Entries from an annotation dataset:
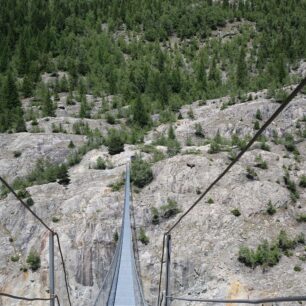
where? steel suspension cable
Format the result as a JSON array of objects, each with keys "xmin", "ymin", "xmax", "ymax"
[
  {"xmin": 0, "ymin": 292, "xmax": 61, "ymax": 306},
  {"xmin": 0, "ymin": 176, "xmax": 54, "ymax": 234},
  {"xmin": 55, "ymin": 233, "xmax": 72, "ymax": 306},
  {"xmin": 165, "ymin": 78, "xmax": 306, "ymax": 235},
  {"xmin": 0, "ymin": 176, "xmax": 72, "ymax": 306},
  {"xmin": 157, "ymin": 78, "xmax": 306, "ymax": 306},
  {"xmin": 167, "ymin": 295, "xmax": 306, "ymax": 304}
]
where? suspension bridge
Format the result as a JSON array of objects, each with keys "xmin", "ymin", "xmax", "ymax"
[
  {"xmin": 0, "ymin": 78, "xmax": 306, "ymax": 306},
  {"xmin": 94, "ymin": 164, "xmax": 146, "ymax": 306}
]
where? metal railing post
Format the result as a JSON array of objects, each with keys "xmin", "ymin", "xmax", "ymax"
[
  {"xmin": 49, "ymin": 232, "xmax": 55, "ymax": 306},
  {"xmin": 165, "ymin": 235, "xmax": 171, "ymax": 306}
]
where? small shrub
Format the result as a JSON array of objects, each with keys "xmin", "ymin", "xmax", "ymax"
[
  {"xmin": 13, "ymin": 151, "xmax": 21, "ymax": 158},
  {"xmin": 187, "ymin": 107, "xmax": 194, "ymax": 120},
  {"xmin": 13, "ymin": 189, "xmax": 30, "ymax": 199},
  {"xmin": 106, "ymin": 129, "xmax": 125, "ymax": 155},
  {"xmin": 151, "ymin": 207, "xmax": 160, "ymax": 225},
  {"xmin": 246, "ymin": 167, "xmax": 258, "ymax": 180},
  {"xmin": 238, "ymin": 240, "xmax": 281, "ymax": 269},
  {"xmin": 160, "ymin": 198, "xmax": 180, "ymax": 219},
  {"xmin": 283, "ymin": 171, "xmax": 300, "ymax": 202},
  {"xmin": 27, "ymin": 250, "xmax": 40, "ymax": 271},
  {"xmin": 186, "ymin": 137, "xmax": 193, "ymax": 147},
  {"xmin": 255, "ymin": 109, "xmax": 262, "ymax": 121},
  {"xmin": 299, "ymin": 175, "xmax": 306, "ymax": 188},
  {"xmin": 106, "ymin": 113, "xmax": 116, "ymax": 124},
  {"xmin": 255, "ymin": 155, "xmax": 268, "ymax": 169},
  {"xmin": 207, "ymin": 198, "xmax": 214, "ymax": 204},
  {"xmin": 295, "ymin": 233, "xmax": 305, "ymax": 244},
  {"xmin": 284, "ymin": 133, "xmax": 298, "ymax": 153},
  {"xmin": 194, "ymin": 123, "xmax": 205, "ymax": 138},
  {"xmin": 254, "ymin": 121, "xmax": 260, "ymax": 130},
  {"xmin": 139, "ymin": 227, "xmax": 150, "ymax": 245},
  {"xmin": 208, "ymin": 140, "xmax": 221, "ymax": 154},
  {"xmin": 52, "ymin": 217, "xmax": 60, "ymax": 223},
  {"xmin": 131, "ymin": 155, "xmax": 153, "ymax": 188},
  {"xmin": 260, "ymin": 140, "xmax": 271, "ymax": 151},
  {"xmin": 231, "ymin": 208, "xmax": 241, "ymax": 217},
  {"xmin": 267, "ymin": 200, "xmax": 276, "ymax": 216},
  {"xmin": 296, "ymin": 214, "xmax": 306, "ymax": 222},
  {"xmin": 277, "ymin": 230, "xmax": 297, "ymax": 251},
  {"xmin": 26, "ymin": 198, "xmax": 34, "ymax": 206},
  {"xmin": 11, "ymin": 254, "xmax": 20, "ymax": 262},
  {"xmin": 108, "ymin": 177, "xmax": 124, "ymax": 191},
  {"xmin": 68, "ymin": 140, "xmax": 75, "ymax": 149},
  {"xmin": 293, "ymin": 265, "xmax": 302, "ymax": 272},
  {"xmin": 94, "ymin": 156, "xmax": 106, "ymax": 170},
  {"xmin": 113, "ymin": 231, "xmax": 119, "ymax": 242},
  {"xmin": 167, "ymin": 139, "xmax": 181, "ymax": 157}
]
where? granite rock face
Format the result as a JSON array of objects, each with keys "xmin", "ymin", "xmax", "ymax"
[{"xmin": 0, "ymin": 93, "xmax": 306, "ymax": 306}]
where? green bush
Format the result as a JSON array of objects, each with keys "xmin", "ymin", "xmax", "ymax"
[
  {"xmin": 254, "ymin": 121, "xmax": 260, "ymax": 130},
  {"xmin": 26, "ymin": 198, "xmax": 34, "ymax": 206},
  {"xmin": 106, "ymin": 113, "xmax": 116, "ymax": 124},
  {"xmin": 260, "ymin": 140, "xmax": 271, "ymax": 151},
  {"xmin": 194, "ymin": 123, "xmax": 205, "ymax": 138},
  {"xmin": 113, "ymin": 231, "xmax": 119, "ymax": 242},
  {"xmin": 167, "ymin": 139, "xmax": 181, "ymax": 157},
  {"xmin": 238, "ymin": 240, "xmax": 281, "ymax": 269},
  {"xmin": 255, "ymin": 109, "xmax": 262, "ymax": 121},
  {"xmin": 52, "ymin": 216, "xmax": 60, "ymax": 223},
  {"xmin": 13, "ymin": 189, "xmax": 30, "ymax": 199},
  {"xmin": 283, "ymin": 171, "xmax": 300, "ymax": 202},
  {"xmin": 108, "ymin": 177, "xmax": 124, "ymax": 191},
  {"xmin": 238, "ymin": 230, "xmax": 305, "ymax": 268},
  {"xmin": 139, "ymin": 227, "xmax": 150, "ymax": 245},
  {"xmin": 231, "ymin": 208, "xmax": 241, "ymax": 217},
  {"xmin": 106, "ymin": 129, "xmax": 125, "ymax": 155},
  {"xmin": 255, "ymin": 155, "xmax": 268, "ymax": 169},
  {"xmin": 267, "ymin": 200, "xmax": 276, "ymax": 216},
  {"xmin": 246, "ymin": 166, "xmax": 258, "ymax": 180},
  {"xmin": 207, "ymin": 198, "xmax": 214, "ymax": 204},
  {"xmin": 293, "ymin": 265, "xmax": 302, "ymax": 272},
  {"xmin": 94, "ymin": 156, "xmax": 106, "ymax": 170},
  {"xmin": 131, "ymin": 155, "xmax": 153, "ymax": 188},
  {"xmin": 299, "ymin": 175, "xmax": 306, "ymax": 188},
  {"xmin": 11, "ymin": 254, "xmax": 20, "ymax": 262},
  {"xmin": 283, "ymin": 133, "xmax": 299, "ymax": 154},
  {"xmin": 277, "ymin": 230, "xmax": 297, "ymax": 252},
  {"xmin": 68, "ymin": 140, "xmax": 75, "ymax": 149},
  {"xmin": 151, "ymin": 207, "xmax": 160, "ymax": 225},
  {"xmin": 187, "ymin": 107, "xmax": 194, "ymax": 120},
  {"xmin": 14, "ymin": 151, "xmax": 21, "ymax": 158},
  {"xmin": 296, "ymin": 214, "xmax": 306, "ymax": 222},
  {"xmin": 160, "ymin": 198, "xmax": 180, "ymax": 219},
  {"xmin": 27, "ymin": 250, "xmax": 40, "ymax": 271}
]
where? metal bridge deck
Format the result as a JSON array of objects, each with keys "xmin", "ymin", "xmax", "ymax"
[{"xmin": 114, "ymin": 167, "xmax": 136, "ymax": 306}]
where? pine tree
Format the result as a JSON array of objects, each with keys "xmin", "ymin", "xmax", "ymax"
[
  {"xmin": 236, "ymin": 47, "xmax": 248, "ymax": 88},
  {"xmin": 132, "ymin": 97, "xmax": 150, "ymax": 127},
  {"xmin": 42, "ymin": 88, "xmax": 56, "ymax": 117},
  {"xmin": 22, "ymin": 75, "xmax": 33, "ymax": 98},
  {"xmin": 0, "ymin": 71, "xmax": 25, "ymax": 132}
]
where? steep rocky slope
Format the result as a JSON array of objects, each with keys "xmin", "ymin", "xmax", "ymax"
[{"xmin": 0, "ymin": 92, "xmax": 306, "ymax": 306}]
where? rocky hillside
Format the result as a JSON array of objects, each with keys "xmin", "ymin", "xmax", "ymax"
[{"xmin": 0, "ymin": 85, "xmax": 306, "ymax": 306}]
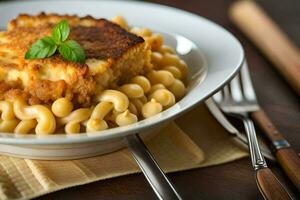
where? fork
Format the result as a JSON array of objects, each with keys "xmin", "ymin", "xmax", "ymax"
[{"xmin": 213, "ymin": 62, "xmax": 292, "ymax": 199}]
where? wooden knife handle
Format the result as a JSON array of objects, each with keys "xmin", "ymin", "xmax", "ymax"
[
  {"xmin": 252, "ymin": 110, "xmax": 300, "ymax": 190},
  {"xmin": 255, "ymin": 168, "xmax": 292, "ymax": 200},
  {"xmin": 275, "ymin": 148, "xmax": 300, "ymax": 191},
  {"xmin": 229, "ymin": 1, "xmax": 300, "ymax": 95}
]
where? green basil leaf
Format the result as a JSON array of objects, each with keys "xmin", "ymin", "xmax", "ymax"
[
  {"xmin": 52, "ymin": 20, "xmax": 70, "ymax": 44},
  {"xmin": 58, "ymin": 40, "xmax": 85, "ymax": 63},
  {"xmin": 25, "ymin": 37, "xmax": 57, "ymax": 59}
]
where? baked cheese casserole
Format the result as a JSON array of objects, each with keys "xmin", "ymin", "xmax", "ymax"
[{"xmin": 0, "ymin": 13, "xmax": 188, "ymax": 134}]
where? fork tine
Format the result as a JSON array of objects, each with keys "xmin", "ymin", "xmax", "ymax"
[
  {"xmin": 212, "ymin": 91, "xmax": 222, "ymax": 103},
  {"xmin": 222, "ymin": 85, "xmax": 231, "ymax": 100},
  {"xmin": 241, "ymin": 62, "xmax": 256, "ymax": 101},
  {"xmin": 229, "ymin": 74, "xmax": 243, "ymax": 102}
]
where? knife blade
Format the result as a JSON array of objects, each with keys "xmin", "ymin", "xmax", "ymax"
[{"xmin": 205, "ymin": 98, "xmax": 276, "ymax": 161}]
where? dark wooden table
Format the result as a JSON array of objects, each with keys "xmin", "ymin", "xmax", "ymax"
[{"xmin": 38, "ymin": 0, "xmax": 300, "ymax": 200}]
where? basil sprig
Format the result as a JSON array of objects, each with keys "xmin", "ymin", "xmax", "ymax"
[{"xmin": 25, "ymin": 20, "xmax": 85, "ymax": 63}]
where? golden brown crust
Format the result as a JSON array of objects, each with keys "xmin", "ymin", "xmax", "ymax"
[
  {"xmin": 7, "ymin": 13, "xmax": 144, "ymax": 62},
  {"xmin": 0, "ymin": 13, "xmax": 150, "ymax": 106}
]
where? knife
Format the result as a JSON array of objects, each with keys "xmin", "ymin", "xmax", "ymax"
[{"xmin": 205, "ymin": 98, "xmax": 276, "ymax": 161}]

* * *

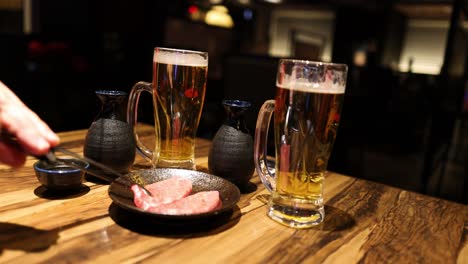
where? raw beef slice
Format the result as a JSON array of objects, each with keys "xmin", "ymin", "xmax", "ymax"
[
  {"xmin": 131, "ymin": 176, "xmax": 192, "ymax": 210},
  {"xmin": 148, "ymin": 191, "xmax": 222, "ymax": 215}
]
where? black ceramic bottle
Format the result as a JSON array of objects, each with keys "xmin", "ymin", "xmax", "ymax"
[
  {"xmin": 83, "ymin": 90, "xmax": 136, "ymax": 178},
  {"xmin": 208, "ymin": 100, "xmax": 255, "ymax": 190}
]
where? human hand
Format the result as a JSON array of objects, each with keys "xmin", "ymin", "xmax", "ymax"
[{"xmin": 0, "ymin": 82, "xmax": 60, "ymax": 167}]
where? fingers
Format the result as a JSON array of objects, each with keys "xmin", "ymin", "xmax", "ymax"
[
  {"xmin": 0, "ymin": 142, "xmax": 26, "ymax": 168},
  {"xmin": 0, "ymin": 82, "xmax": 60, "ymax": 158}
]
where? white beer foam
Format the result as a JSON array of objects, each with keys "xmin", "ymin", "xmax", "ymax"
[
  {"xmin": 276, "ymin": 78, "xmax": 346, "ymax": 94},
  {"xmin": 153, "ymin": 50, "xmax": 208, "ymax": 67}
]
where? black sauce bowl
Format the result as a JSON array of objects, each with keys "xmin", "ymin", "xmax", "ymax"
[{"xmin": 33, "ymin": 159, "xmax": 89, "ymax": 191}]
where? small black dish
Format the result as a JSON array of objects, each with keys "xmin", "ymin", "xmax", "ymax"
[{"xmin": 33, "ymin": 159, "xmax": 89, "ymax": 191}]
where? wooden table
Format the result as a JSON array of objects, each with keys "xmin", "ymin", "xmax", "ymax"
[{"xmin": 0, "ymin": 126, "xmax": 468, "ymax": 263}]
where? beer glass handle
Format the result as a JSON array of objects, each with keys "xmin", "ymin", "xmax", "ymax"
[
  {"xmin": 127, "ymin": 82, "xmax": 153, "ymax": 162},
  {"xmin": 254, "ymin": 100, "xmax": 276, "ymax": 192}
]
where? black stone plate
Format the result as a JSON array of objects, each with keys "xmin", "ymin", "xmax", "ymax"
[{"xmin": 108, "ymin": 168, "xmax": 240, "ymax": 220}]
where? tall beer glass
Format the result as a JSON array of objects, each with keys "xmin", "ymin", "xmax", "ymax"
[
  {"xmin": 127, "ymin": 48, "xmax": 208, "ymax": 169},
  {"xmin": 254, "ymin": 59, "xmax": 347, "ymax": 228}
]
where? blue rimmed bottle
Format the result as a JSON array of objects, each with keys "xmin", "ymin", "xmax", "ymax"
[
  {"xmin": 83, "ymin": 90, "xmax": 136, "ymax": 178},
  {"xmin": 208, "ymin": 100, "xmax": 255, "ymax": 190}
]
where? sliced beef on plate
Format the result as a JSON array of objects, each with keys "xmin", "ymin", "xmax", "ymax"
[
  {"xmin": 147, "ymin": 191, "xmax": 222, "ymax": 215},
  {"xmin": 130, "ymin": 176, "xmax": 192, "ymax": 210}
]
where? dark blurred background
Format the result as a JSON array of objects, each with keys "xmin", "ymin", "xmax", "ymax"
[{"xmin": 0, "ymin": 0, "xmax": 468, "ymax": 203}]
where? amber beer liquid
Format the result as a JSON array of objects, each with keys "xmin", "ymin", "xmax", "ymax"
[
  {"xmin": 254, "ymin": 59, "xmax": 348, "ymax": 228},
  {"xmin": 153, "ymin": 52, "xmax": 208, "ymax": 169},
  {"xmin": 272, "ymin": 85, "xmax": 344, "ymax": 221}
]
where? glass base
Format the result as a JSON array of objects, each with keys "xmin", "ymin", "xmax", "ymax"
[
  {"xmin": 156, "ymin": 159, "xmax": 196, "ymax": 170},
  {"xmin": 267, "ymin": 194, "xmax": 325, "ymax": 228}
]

● **Task objective**
Count the lines in the records above that contain the string "bridge", treating case as significant, and give only the number.

● **Exercise output**
2